### STATED EXERCISE
Transcribe every line of the material below word for word, with no changes.

### Entries on locating named things

━━━━━━

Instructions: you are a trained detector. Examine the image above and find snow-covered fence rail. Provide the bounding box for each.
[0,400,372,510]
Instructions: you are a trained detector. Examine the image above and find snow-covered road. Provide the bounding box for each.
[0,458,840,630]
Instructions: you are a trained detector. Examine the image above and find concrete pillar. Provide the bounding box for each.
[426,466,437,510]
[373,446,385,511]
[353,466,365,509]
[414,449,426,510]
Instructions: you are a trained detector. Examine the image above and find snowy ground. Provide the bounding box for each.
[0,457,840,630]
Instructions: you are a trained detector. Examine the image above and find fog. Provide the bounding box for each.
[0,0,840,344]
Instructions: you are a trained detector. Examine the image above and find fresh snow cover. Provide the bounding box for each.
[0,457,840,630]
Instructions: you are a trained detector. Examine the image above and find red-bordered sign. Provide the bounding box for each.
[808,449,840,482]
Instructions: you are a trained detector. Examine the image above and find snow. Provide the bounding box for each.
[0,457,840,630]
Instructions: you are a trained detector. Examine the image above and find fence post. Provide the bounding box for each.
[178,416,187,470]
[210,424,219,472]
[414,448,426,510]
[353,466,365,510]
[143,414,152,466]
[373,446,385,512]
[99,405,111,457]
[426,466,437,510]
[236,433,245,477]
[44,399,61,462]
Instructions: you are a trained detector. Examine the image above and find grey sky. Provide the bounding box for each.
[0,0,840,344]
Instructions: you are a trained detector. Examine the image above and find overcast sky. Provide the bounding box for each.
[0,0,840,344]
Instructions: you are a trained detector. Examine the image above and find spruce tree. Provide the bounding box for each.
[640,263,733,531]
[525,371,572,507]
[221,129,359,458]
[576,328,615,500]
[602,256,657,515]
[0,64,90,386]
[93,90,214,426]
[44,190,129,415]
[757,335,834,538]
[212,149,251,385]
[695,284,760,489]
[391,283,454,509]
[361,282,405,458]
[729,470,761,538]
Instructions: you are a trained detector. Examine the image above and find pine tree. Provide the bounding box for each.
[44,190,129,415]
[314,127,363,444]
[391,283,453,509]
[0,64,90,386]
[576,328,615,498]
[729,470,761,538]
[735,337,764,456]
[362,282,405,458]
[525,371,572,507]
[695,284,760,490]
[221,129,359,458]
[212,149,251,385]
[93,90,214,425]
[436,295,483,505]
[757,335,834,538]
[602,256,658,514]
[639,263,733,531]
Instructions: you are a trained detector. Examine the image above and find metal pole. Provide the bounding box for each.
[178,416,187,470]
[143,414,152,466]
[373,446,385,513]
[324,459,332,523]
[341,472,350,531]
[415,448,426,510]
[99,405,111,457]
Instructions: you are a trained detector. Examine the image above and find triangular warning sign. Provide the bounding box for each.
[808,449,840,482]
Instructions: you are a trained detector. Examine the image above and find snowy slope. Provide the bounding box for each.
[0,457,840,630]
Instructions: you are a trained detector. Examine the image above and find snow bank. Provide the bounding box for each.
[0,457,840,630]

━━━━━━

### RESPONSE FOR THIS EXERCISE
Instructions: you are a trained detector. Examine the image above and find snow-covered fence rail. Provide the bounding box for each.
[0,400,372,510]
Instructions: you are a trained detector. Examine the image above and find snow-covered road. Provide the bounding box for each.
[0,458,840,630]
Instructions: you are a trained detector. Examine the image above and find concrete pillar. Provide the bounding box for each.
[426,466,437,510]
[373,446,385,511]
[353,466,365,509]
[414,449,426,510]
Instructions: you are a trained detector. Examine the image above and find snowy ground. Provide the bounding box for each.
[0,457,840,630]
Instructions: you are a trained detector. Examine the image above and find fog. Provide the bounding box for each.
[0,0,840,344]
Instructions: you are a trained detector. Examine the image above and find fresh snow cover. Provide the bounding box for each.
[0,457,840,630]
Instructions: you are a trained detector. Examine the image above and find red-bordered sign. Provide the bounding box for each.
[808,449,840,482]
Instructions: you are a trained detector. Examine the image above and find snow. Provide the bounding box for each.
[0,457,840,630]
Instructions: you are a trained detector. Examine the image above and find fence post. Provide the bounding box for each.
[178,416,187,470]
[210,424,219,472]
[414,448,426,510]
[353,466,365,510]
[143,414,152,466]
[373,446,385,512]
[99,405,111,457]
[426,466,437,510]
[236,433,245,477]
[44,399,61,462]
Instructions: you are a trained detector. Examine the image above and find grey sky. Provide the bounding box for each.
[0,0,840,344]
Instructions: you are a trained detector. Examine the image above and find overcast sky. Provide the bounding box for each.
[0,0,840,344]
Instructions: you are a trained detector. Examine the image above and find spruce tree. Provide the bounding box for each.
[640,263,733,531]
[525,371,572,507]
[221,129,359,458]
[576,328,615,500]
[602,256,657,515]
[0,64,90,386]
[93,90,214,426]
[44,190,129,415]
[757,335,834,538]
[212,149,251,385]
[695,284,760,489]
[391,283,454,509]
[361,282,405,458]
[729,470,761,538]
Instructions: you are a trained detector. Examine the image above and find pine tree. Provide the bounding box for each.
[44,190,129,415]
[314,127,363,444]
[391,283,453,509]
[0,64,90,386]
[576,328,615,498]
[729,470,761,538]
[735,337,764,456]
[362,282,405,458]
[525,371,572,507]
[695,284,760,490]
[221,129,359,458]
[212,149,251,385]
[93,90,214,425]
[436,295,483,505]
[757,335,834,538]
[602,256,658,514]
[639,263,733,531]
Instructions: you are a trained detector. Examine the image above and find metal pole. Provide the bounding box for each.
[178,416,187,470]
[143,414,152,466]
[373,446,385,513]
[324,459,332,523]
[341,472,350,531]
[415,448,426,510]
[99,405,111,457]
Instructions: you are a trained detector. Examine the image above and find triangular warning sign. Provide the bounding box for each.
[808,449,840,482]
Instructions: you are a trained detector. Examine the image above and find snowy slope. Provide the bounding box for each.
[0,457,840,630]
Instructions: you are a trained detector. Examine the image above and find snow bank. Provide the bounding box for each.
[0,457,840,630]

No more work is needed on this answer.